- **Work instructions**
Put each line of the data below into a numbered list, leaving out blank lines. Don't include the pictures in your answer.

Begin Provided data

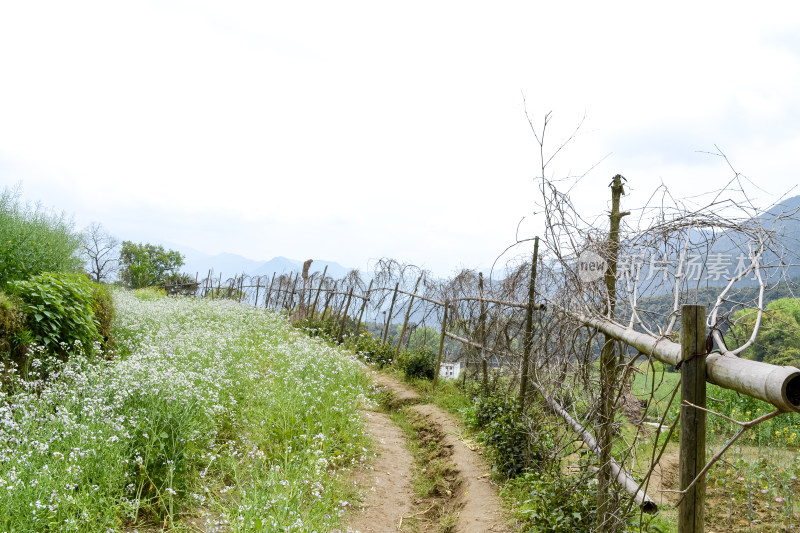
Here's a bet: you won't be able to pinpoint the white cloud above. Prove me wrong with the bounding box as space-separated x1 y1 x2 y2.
0 2 800 278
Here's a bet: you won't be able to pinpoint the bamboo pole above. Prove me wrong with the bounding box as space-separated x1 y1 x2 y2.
434 322 658 513
383 281 400 343
519 237 539 414
478 272 489 394
532 382 658 514
392 274 422 362
563 310 800 412
678 305 706 533
433 300 450 389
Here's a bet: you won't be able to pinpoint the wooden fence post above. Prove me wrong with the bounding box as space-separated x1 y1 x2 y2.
311 265 328 317
519 237 539 414
322 281 339 322
286 274 300 316
356 279 375 335
433 300 450 389
392 274 422 362
264 272 275 309
478 272 489 394
336 287 353 344
678 305 706 533
595 174 629 533
383 281 400 343
278 272 294 309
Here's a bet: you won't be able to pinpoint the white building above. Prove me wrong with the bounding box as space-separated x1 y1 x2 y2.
439 361 462 379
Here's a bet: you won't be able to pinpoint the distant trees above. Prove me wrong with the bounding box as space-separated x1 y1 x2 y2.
725 298 800 366
81 222 119 283
119 241 183 289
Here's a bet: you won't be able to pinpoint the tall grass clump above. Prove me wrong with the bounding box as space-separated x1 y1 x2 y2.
0 187 81 289
0 291 367 531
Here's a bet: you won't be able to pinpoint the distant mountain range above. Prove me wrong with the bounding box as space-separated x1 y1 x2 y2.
163 242 352 279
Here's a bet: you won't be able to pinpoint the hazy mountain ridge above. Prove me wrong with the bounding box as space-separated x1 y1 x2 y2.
164 243 352 279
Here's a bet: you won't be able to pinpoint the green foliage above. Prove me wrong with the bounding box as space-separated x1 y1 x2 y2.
92 283 114 348
164 273 199 299
725 298 800 366
8 273 100 355
119 241 183 289
0 291 25 355
404 327 440 353
133 287 167 302
397 349 436 379
346 333 395 368
294 315 339 341
0 290 369 532
0 188 81 288
706 383 800 448
501 471 597 533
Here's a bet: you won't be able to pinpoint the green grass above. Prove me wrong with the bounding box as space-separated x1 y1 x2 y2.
0 292 368 531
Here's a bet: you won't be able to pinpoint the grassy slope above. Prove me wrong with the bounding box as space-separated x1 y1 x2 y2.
0 292 367 531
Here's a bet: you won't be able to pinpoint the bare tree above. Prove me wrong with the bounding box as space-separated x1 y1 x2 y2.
81 222 119 283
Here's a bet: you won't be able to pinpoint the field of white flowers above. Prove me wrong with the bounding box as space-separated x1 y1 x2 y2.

End Provided data

- **Full answer**
1. Here's a bet: you won't be able to pinpoint the white cloud above. Prove me wrong with the bounding box as space-separated x1 y1 x2 y2.
2. 0 2 800 278
3. Here's a bet: you won't be able to pinpoint the bamboo pole above. Prove me wrong with the bounding box as space-separated x1 y1 x2 y2.
4. 434 322 658 513
5. 383 281 400 343
6. 519 237 539 414
7. 478 272 489 394
8. 532 382 658 514
9. 392 274 422 362
10. 563 310 800 412
11. 678 305 706 533
12. 433 300 450 389
13. Here's a bet: you won't be able to pinpoint the wooden fence post above. Prove me wrong with the bounding box as space-separated x1 y1 x2 y2.
14. 311 265 328 317
15. 519 237 539 414
16. 322 281 339 322
17. 286 274 300 316
18. 356 279 375 335
19. 433 300 450 389
20. 392 274 422 362
21. 264 272 275 309
22. 478 272 489 394
23. 336 287 353 344
24. 678 305 706 533
25. 595 174 629 533
26. 383 281 400 343
27. 278 272 294 309
28. Here's a bet: you won't be able to pinpoint the white building above. Prove me wrong with the bounding box as space-separated x1 y1 x2 y2.
29. 439 361 462 379
30. Here's a bet: you won't be able to pinpoint the distant trees above. Prove me wrong with the bounding box as space-separated x1 y1 x2 y2.
31. 725 298 800 366
32. 81 222 119 283
33. 119 241 183 289
34. Here's a bet: you won't be able to pinpoint the tall grass clump above. Prove me wrong with the bounding box as space-separated x1 y1 x2 y2.
35. 0 187 81 289
36. 0 291 367 531
37. Here's a bet: you won't be able to pinpoint the distant mountain range above. Prove me wrong with the bounding box as space-separated x1 y1 x2 y2.
38. 163 242 352 279
39. Here's a bet: you won't be able to pinpoint the hazy mountain ridge above. Prove me wrong with the bounding box as space-separated x1 y1 x2 y2.
40. 164 243 352 279
41. Here's a bet: you won't be able to pinpoint the green foliage above. Prove me wrong with the bounding box as space-separated x1 y1 x2 y2.
42. 92 283 114 348
43. 164 273 199 299
44. 725 298 800 366
45. 8 273 100 355
46. 119 241 183 289
47. 0 291 25 355
48. 404 327 440 353
49. 133 287 167 302
50. 397 349 436 379
51. 346 333 395 368
52. 294 315 339 341
53. 0 290 369 532
54. 0 188 81 288
55. 706 383 800 448
56. 501 471 597 533
57. Here's a bet: you won't be able to pinpoint the green grass above. Prove me wrong with the bounding box as space-separated x1 y1 x2 y2.
58. 0 292 368 531
59. Here's a bet: you won't be able to pinpoint the grassy slope above. Prove me wrong with the bounding box as space-separated x1 y1 x2 y2.
60. 0 292 367 531
61. Here's a bet: you won't be able to pinpoint the bare tree above. Prove me wrong with the bounding box as space-separated x1 y1 x2 y2.
62. 81 222 119 283
63. Here's a bet: you won't be able to pinpoint the field of white flowers above. Prove me wrong with the bounding box as space-separated x1 y1 x2 y2.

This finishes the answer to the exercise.